Start of DATASET EXCERPTS

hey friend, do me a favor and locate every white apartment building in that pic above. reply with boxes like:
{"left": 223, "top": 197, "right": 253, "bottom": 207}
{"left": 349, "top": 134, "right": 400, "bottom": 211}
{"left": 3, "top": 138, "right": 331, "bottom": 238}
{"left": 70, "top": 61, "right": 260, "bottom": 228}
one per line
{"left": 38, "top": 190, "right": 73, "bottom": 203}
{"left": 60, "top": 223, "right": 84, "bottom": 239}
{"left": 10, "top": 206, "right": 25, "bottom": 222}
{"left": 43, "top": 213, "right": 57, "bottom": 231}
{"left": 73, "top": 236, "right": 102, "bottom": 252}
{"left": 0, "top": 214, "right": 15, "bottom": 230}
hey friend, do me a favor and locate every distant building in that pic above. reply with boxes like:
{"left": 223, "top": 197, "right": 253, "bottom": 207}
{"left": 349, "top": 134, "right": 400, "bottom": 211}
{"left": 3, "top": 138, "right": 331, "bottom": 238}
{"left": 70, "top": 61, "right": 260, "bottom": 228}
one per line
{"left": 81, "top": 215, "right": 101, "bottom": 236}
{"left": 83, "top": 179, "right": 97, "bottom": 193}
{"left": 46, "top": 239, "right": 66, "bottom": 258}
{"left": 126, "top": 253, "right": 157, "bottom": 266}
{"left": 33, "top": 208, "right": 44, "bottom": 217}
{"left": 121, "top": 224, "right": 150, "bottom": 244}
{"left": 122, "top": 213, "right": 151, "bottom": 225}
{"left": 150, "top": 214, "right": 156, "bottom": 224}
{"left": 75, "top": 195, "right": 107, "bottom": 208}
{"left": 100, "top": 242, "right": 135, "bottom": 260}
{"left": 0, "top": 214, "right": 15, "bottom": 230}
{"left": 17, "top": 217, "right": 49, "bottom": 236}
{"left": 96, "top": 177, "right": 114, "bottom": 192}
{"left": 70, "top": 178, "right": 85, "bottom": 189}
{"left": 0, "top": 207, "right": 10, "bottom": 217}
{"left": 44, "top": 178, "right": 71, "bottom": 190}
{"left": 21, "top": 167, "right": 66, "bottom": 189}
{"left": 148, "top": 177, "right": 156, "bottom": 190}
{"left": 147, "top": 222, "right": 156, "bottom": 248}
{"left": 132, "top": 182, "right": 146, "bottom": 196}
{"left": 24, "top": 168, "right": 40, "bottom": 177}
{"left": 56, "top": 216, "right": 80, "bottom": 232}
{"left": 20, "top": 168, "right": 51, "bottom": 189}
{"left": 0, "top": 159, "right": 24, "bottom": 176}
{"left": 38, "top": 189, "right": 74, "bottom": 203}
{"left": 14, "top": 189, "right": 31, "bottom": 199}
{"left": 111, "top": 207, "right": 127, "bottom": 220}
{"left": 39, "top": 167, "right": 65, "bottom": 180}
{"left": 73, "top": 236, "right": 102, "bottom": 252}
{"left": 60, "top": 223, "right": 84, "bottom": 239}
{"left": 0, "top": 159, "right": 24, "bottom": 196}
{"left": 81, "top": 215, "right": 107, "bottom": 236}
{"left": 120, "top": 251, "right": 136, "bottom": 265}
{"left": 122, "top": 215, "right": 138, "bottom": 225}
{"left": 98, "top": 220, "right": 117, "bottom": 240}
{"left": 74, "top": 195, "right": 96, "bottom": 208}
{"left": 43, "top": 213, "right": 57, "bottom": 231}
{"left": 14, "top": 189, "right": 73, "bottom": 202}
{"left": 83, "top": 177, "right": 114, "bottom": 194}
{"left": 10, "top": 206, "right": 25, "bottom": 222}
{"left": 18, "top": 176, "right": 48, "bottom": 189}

End of DATASET EXCERPTS

EXERCISE INSTRUCTIONS
Every single entry is to be retyped exactly.

SOLUTION FOR THIS TASK
hey friend, do me a favor and locate every white apartment building in that pic above. reply with boxes like:
{"left": 223, "top": 197, "right": 253, "bottom": 207}
{"left": 349, "top": 134, "right": 400, "bottom": 211}
{"left": 3, "top": 138, "right": 331, "bottom": 238}
{"left": 70, "top": 61, "right": 260, "bottom": 228}
one per line
{"left": 38, "top": 190, "right": 73, "bottom": 203}
{"left": 60, "top": 223, "right": 84, "bottom": 239}
{"left": 10, "top": 206, "right": 25, "bottom": 222}
{"left": 43, "top": 213, "right": 57, "bottom": 231}
{"left": 73, "top": 236, "right": 102, "bottom": 252}
{"left": 0, "top": 214, "right": 15, "bottom": 230}
hey friend, do me a favor and locate every distant building in that pic above. reply with boxes like:
{"left": 223, "top": 197, "right": 253, "bottom": 207}
{"left": 349, "top": 134, "right": 400, "bottom": 211}
{"left": 3, "top": 138, "right": 331, "bottom": 238}
{"left": 70, "top": 61, "right": 260, "bottom": 228}
one per line
{"left": 81, "top": 215, "right": 101, "bottom": 236}
{"left": 83, "top": 179, "right": 97, "bottom": 193}
{"left": 46, "top": 239, "right": 66, "bottom": 258}
{"left": 126, "top": 253, "right": 157, "bottom": 266}
{"left": 33, "top": 208, "right": 44, "bottom": 217}
{"left": 121, "top": 224, "right": 150, "bottom": 244}
{"left": 122, "top": 213, "right": 151, "bottom": 225}
{"left": 150, "top": 214, "right": 156, "bottom": 224}
{"left": 75, "top": 195, "right": 107, "bottom": 208}
{"left": 100, "top": 242, "right": 135, "bottom": 260}
{"left": 0, "top": 214, "right": 15, "bottom": 230}
{"left": 17, "top": 217, "right": 49, "bottom": 236}
{"left": 96, "top": 177, "right": 114, "bottom": 192}
{"left": 70, "top": 178, "right": 85, "bottom": 189}
{"left": 0, "top": 207, "right": 10, "bottom": 217}
{"left": 44, "top": 178, "right": 71, "bottom": 190}
{"left": 21, "top": 167, "right": 66, "bottom": 189}
{"left": 148, "top": 177, "right": 156, "bottom": 190}
{"left": 147, "top": 222, "right": 156, "bottom": 248}
{"left": 132, "top": 182, "right": 146, "bottom": 196}
{"left": 24, "top": 168, "right": 40, "bottom": 177}
{"left": 56, "top": 216, "right": 80, "bottom": 232}
{"left": 20, "top": 168, "right": 51, "bottom": 189}
{"left": 0, "top": 159, "right": 24, "bottom": 176}
{"left": 38, "top": 189, "right": 74, "bottom": 203}
{"left": 14, "top": 189, "right": 31, "bottom": 199}
{"left": 111, "top": 207, "right": 127, "bottom": 220}
{"left": 39, "top": 167, "right": 65, "bottom": 180}
{"left": 73, "top": 236, "right": 102, "bottom": 252}
{"left": 60, "top": 223, "right": 84, "bottom": 239}
{"left": 0, "top": 159, "right": 24, "bottom": 196}
{"left": 81, "top": 215, "right": 107, "bottom": 236}
{"left": 120, "top": 251, "right": 136, "bottom": 265}
{"left": 122, "top": 215, "right": 138, "bottom": 225}
{"left": 98, "top": 220, "right": 117, "bottom": 240}
{"left": 74, "top": 195, "right": 96, "bottom": 208}
{"left": 43, "top": 213, "right": 57, "bottom": 231}
{"left": 14, "top": 189, "right": 73, "bottom": 202}
{"left": 83, "top": 177, "right": 114, "bottom": 194}
{"left": 10, "top": 206, "right": 25, "bottom": 222}
{"left": 18, "top": 176, "right": 48, "bottom": 189}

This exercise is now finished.